RECORDS TO PROCESS:
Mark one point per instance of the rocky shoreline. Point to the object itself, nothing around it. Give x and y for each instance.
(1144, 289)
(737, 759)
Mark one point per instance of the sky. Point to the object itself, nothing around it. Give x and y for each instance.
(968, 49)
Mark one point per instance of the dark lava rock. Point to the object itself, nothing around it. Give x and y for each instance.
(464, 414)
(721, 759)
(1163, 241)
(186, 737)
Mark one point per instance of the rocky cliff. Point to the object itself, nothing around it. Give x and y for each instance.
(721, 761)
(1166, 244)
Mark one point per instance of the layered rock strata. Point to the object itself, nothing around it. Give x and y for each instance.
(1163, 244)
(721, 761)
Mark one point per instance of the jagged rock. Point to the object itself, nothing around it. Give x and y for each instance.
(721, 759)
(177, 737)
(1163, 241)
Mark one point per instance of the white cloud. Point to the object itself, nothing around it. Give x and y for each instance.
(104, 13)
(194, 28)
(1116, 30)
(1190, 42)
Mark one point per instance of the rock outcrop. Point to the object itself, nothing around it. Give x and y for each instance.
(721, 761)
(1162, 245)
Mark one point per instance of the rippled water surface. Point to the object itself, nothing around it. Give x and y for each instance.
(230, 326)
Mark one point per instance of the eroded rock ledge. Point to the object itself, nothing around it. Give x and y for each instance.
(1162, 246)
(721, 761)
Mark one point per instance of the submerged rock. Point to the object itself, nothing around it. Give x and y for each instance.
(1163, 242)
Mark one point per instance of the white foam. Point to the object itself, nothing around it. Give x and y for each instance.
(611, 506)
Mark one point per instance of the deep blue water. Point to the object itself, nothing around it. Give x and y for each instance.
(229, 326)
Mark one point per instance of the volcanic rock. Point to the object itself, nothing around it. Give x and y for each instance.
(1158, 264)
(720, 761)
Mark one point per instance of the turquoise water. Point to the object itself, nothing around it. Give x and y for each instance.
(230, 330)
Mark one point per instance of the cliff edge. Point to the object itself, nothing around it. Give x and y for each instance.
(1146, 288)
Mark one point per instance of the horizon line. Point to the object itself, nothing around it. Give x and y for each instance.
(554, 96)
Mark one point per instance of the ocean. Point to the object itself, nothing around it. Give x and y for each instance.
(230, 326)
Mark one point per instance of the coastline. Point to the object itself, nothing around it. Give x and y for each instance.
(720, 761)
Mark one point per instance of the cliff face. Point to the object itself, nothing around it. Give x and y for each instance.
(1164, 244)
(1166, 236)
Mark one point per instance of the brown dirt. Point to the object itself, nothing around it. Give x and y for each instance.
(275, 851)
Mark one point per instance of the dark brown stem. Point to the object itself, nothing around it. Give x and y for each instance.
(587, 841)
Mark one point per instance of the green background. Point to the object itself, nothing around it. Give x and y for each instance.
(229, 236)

INSTRUCTIONS FOR THE TASK: Each line from the one containing "Mark one point per instance of the dark brown" through the last line of the entries is to be copied exactly, with no other lines added.

ANSWER TO THIS PROBLEM:
Mark one point per instance of the dark brown stem. Point to the object itself, nothing around it. Give x and y for each instance.
(587, 841)
Mark one point per instance of the green background. Point to the object itself, nothing around it. Give x and y for each instance.
(229, 236)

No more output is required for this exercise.